### Given problem
Reproduce the entire listing below word for word.

►

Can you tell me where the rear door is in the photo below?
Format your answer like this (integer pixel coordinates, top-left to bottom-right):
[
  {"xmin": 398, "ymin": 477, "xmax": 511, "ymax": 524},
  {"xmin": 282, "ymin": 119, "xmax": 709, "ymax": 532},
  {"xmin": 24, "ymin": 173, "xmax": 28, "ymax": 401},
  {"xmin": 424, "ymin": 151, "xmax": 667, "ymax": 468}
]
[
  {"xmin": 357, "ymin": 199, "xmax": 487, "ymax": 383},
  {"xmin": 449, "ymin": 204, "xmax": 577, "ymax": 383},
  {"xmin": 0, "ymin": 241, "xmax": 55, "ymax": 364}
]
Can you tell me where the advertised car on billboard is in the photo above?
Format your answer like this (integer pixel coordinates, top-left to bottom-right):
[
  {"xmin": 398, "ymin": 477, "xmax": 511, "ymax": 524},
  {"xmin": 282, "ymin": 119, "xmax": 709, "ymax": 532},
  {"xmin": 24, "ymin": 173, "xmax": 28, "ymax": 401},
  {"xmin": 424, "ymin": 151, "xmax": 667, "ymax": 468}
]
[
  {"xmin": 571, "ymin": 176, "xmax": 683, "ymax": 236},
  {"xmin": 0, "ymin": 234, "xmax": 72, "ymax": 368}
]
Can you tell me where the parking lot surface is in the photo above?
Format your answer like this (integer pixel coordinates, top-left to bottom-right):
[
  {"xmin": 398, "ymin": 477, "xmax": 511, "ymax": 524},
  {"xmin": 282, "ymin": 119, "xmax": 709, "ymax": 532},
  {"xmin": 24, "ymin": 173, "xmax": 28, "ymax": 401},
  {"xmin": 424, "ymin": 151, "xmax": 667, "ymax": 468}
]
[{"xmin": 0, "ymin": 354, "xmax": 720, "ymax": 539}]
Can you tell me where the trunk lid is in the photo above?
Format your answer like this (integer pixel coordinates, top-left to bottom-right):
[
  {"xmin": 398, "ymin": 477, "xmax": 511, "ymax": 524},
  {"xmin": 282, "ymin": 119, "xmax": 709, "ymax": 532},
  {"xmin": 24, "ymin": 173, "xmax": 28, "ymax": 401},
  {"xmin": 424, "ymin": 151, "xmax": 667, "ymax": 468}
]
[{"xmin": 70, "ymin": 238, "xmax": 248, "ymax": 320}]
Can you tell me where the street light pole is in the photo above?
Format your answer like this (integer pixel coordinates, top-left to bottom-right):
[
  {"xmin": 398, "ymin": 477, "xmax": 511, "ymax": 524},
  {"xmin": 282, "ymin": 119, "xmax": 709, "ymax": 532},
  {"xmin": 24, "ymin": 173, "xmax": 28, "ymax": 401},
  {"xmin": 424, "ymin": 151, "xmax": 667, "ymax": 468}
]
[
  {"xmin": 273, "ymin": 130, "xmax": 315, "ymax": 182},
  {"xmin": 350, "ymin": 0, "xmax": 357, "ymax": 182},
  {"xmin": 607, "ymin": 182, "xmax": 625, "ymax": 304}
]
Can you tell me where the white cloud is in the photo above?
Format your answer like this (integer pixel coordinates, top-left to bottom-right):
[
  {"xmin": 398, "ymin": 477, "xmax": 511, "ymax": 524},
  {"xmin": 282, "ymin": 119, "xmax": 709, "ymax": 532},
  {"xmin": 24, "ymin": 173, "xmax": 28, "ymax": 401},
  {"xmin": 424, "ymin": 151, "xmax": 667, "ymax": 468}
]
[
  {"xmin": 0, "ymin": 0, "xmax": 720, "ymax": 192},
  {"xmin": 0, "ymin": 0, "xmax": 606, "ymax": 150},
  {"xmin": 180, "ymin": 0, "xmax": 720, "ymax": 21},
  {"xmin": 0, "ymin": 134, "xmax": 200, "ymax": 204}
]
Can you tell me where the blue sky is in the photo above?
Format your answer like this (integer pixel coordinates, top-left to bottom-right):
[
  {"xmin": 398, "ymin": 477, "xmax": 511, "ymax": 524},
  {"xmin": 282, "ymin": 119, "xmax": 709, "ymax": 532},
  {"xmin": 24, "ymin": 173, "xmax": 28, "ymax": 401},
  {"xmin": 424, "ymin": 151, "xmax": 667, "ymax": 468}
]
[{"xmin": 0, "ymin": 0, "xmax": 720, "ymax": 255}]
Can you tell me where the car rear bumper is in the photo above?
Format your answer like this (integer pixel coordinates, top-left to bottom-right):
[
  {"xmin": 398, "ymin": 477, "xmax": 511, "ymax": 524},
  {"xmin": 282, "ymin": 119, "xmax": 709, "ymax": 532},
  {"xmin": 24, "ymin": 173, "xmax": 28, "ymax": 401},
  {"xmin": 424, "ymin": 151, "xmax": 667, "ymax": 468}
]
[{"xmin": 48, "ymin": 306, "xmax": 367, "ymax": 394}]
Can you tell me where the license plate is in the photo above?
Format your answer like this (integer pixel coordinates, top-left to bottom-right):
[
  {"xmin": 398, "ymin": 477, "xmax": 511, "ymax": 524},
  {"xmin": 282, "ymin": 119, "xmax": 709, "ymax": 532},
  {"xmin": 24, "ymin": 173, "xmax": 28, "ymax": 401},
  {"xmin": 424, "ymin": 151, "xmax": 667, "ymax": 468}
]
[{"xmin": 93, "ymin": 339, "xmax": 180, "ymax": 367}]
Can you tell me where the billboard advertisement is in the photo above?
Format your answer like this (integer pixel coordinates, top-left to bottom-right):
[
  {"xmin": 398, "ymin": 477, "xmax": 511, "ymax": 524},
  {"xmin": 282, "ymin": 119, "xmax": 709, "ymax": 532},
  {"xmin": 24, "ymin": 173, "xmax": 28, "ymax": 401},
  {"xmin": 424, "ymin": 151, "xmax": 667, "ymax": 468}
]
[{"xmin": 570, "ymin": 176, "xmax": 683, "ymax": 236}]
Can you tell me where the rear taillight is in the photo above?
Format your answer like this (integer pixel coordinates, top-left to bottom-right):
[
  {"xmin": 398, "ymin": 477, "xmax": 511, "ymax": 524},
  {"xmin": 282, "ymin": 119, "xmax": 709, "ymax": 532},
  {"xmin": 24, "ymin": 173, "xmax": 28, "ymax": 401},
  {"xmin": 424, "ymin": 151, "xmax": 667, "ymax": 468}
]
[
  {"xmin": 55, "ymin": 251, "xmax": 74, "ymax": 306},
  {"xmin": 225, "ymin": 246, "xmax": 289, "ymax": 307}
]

◄

### The answer
Can you tell me where the rear door is in the photo below?
Format your answer like this (integer pixel coordinates, top-left to bottom-right):
[
  {"xmin": 398, "ymin": 477, "xmax": 511, "ymax": 524},
  {"xmin": 282, "ymin": 119, "xmax": 709, "ymax": 532},
  {"xmin": 24, "ymin": 173, "xmax": 28, "ymax": 401},
  {"xmin": 424, "ymin": 151, "xmax": 667, "ymax": 468}
]
[
  {"xmin": 357, "ymin": 199, "xmax": 487, "ymax": 383},
  {"xmin": 449, "ymin": 204, "xmax": 577, "ymax": 383},
  {"xmin": 0, "ymin": 241, "xmax": 55, "ymax": 364}
]
Can you tell me where the advertised car on billboard is in the photo above?
Format your answer like this (integer pixel coordinates, top-left to bottom-right):
[
  {"xmin": 398, "ymin": 477, "xmax": 511, "ymax": 524},
  {"xmin": 282, "ymin": 119, "xmax": 709, "ymax": 532},
  {"xmin": 24, "ymin": 173, "xmax": 28, "ymax": 401},
  {"xmin": 424, "ymin": 151, "xmax": 667, "ymax": 468}
]
[
  {"xmin": 571, "ymin": 176, "xmax": 683, "ymax": 236},
  {"xmin": 0, "ymin": 234, "xmax": 72, "ymax": 368}
]
Can you tell me where the parking lot surface is in the photo above?
Format your answer like this (integer pixel coordinates, top-left to bottom-right):
[
  {"xmin": 398, "ymin": 477, "xmax": 511, "ymax": 524},
  {"xmin": 282, "ymin": 119, "xmax": 709, "ymax": 532},
  {"xmin": 24, "ymin": 173, "xmax": 28, "ymax": 401},
  {"xmin": 424, "ymin": 151, "xmax": 667, "ymax": 468}
]
[{"xmin": 0, "ymin": 354, "xmax": 720, "ymax": 539}]
Can you tell me where the trunk lid is in the photo above?
Format your answer like this (integer pixel coordinates, top-left to bottom-right):
[
  {"xmin": 398, "ymin": 477, "xmax": 511, "ymax": 524},
  {"xmin": 282, "ymin": 119, "xmax": 709, "ymax": 532},
  {"xmin": 24, "ymin": 173, "xmax": 28, "ymax": 401},
  {"xmin": 424, "ymin": 151, "xmax": 667, "ymax": 468}
]
[{"xmin": 70, "ymin": 238, "xmax": 248, "ymax": 320}]
Can you tell me where the street light pole is in the photo above?
Format your answer like this (integer pixel coordinates, top-left to bottom-right):
[
  {"xmin": 398, "ymin": 477, "xmax": 511, "ymax": 524},
  {"xmin": 282, "ymin": 119, "xmax": 709, "ymax": 532},
  {"xmin": 24, "ymin": 173, "xmax": 28, "ymax": 401},
  {"xmin": 424, "ymin": 151, "xmax": 667, "ymax": 468}
]
[
  {"xmin": 273, "ymin": 130, "xmax": 315, "ymax": 182},
  {"xmin": 350, "ymin": 0, "xmax": 357, "ymax": 182},
  {"xmin": 607, "ymin": 182, "xmax": 625, "ymax": 304}
]
Can you tell me where the white cloud is in the photo above?
Format your answer like this (integer pixel coordinates, top-left to bottom-right):
[
  {"xmin": 398, "ymin": 477, "xmax": 511, "ymax": 524},
  {"xmin": 282, "ymin": 119, "xmax": 709, "ymax": 532},
  {"xmin": 24, "ymin": 173, "xmax": 28, "ymax": 401},
  {"xmin": 424, "ymin": 151, "xmax": 667, "ymax": 468}
]
[
  {"xmin": 0, "ymin": 0, "xmax": 720, "ymax": 192},
  {"xmin": 0, "ymin": 0, "xmax": 606, "ymax": 150},
  {"xmin": 180, "ymin": 0, "xmax": 720, "ymax": 21},
  {"xmin": 0, "ymin": 134, "xmax": 200, "ymax": 204}
]
Can you tell me where the blue sky is in the photo above?
Format your answer like this (integer pixel coordinates, top-left to bottom-right):
[
  {"xmin": 398, "ymin": 477, "xmax": 511, "ymax": 524},
  {"xmin": 282, "ymin": 119, "xmax": 709, "ymax": 532},
  {"xmin": 24, "ymin": 173, "xmax": 28, "ymax": 401},
  {"xmin": 424, "ymin": 151, "xmax": 667, "ymax": 468}
]
[{"xmin": 0, "ymin": 0, "xmax": 720, "ymax": 255}]
Can you tell me where the car rear bumper is in the photo above?
Format your answer like this (integer pixel coordinates, top-left to bottom-right):
[
  {"xmin": 398, "ymin": 477, "xmax": 511, "ymax": 524},
  {"xmin": 282, "ymin": 119, "xmax": 709, "ymax": 532},
  {"xmin": 24, "ymin": 173, "xmax": 28, "ymax": 401},
  {"xmin": 424, "ymin": 151, "xmax": 667, "ymax": 468}
]
[{"xmin": 48, "ymin": 306, "xmax": 367, "ymax": 394}]
Can you tell me where the license plate is in the photo above?
Format your answer like this (integer pixel coordinates, top-left to bottom-right):
[
  {"xmin": 398, "ymin": 477, "xmax": 511, "ymax": 524},
  {"xmin": 282, "ymin": 119, "xmax": 709, "ymax": 532},
  {"xmin": 24, "ymin": 173, "xmax": 28, "ymax": 401},
  {"xmin": 424, "ymin": 151, "xmax": 667, "ymax": 468}
]
[{"xmin": 93, "ymin": 339, "xmax": 180, "ymax": 367}]
Can you tell me where the billboard advertisement is in the photo above?
Format your answer like this (integer pixel coordinates, top-left to bottom-right):
[
  {"xmin": 398, "ymin": 477, "xmax": 511, "ymax": 524},
  {"xmin": 282, "ymin": 119, "xmax": 709, "ymax": 532},
  {"xmin": 24, "ymin": 173, "xmax": 28, "ymax": 401},
  {"xmin": 424, "ymin": 151, "xmax": 667, "ymax": 468}
]
[{"xmin": 570, "ymin": 176, "xmax": 683, "ymax": 236}]
Can you tell me where the rear taillight is in the photo above?
Format your answer like this (integer pixel coordinates, top-left to bottom-right):
[
  {"xmin": 398, "ymin": 477, "xmax": 511, "ymax": 524},
  {"xmin": 282, "ymin": 119, "xmax": 709, "ymax": 532},
  {"xmin": 24, "ymin": 173, "xmax": 28, "ymax": 401},
  {"xmin": 424, "ymin": 151, "xmax": 667, "ymax": 468}
]
[
  {"xmin": 55, "ymin": 251, "xmax": 74, "ymax": 306},
  {"xmin": 225, "ymin": 246, "xmax": 289, "ymax": 307}
]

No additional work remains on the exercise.